▸ **Document segment**:
Nazi nostalgia in Lviv —or is that Lemberg?

Ukraine's resurgent far right is sure providing plenty of fodder for the Russian propaganda machine that seeks to protray all Ukrainian nationalism as "fascism." Russia Today gleefully informs us that hundreds marched in the western city of Lviv last week to mark the anniversary of the formation of a Ukrainian SS division, which fought for the Nazis against the Soviet Union during World War II. Some 500 took to the streets to celebrate the creation of the SS Galician Division on April 28, 1943. Photos show marchers holding aloft banners with the division's insignia, a gold lion on a blue field (the national colors of Ukraine). The march culminated with a rally at the city's monument to Stepan Bandera, the wartime Ukrainian nationalist leader who briefly collaborated with the Nazis (although he had nothing to do with the Galician Division). But almost as ominous as the content of the RT report is its own terminology—refering to the city by its Soviet-era name of Lvov. Only the photo captions, lifted from AFP, use the contemporary name of Lviv. Some explanation is in order…

Like Transcarpathia/Ruthenia immediately to the west, Lviv is a former Austro-Hungarian holding that wound up in Ukraine. Under Austro-Hungarian rule, it was called Lemberg, and was the chief city in the Kingdom of Galicia, a Hapsburg crownland; then under Poland after World War I, it was known as Lwów. But it wasn't firmly in Polish hands until 1920, as the Polish army, Ukrainian nationalist partisans and the Soviet Red Army each contested the territory. In the midst of the fighting, the city's Jews of course got slapped around. "Pogroms broke out in 1917 and 1918, leaving over 100 Jews dead and hundreds more wounded, as mobs burned and looted homes," according to the Jewish Virtual Library—although it fails to tell us if this happened at the hands Poles or Ukrainians, or both. 

At the start of World War II in September 1939, Lwów was taken by the Soviets, officially annexed, and renamed Lvov. "Refugees poured into the city from German-occupied western Poland, and the Jewish population ballooned to more than 200,000. In the summer of 1940, many of them were expelled to the remote regions of the Soviet Union." Under the Soviets, Lvov underwent a process of "Ukrainization," and Jews came under persecution there as well, with the Yiddish language supressed. Of course, things got much worse when Germany broke the Hitler-Stalin Pact and invaded in June 1941. Some 10,000 Jews fled the city with the retreating Red Army. Few of those who remained would survive; the city's ghetto was liquidated in 1943. June of that year saw a last desperate uprising in the ghetto, with Jewish partisans fighting German occupation troops and Ukrainian collaborationist forces with Molotov cocktails and other improvised weapons. But by the time the Soviets re-took the city in July 1944, only a handful of Jews remained.

The name Lvov was restored by the Soviets; the Nazis had revived the Hapsburg name Lemberg.

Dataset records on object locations
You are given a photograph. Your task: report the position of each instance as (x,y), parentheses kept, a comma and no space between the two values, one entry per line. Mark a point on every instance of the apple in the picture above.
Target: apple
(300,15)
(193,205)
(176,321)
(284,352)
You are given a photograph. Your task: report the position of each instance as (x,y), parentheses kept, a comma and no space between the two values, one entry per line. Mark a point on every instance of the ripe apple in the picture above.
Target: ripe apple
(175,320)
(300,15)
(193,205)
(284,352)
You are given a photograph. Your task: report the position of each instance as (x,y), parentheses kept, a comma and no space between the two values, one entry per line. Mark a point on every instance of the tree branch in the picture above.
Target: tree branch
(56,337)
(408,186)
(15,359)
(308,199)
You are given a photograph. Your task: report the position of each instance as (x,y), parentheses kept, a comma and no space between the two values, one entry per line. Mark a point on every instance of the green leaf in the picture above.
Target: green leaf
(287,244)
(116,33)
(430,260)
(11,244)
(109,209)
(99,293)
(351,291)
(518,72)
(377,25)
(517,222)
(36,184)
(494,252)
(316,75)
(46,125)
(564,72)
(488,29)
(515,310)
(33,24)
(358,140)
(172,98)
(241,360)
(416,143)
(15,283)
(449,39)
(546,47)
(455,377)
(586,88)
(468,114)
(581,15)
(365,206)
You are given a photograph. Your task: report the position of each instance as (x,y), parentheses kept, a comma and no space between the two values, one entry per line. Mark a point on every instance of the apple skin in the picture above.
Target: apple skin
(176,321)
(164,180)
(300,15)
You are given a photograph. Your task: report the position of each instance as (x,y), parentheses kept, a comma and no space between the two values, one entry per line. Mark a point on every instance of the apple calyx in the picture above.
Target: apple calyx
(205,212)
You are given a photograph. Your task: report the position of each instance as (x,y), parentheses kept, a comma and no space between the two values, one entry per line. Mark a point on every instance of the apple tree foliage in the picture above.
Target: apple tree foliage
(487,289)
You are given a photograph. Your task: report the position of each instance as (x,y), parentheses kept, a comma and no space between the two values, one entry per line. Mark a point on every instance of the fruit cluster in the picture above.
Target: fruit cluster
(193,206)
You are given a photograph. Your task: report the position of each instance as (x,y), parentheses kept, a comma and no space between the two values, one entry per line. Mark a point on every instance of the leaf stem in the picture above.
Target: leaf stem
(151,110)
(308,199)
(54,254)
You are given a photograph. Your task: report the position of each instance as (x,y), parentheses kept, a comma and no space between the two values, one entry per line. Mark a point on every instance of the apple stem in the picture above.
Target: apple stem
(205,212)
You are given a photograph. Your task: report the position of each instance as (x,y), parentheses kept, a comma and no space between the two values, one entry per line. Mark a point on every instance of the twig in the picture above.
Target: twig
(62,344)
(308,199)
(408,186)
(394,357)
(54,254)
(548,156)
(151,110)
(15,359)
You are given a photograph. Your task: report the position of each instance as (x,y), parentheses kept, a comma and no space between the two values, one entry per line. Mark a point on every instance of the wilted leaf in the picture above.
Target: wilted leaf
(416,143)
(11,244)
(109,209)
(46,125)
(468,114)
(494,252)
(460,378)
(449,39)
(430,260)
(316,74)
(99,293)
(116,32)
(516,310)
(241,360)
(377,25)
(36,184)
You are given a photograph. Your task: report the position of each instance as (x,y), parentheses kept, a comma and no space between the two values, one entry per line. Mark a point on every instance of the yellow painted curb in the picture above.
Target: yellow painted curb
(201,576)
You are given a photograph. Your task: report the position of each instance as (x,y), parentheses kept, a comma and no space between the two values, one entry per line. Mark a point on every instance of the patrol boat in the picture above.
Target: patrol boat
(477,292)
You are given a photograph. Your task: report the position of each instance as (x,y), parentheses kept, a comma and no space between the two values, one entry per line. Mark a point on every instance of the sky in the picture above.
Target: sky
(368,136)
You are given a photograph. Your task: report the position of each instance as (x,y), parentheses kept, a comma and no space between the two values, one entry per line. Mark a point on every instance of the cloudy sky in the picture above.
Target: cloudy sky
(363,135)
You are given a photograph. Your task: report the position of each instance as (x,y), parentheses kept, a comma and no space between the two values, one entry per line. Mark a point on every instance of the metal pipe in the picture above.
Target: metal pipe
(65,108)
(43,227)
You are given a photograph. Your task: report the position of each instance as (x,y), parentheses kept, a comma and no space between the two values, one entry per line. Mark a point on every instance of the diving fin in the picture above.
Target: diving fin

▸ **Stated exercise A**: Quote the Lviv text from "Like Transcarpathia/Ruthenia immediately to" to "Ukrainians, or both.".
▸ **Stated exercise B**: Edit the rows from the line with "pipe in the picture above." to the line with "Target: metal pipe", changing "metal pipe" to "steel pipe" and leaving everything else as is. Return only those lines.

▸ **Response A**:
Like Transcarpathia/Ruthenia immediately to the west, Lviv is a former Austro-Hungarian holding that wound up in Ukraine. Under Austro-Hungarian rule, it was called Lemberg, and was the chief city in the Kingdom of Galicia, a Hapsburg crownland; then under Poland after World War I, it was known as Lwów. But it wasn't firmly in Polish hands until 1920, as the Polish army, Ukrainian nationalist partisans and the Soviet Red Army each contested the territory. In the midst of the fighting, the city's Jews of course got slapped around. "Pogroms broke out in 1917 and 1918, leaving over 100 Jews dead and hundreds more wounded, as mobs burned and looted homes," according to the Jewish Virtual Library—although it fails to tell us if this happened at the hands Poles or Ukrainians, or both.

▸ **Response B**:
You are given a photograph. Your task: report the position of each instance as (x,y), parentheses kept, a comma and no space between the two values, one entry per line. Mark a point on every instance of the steel pipe in the picture above.
Target: steel pipe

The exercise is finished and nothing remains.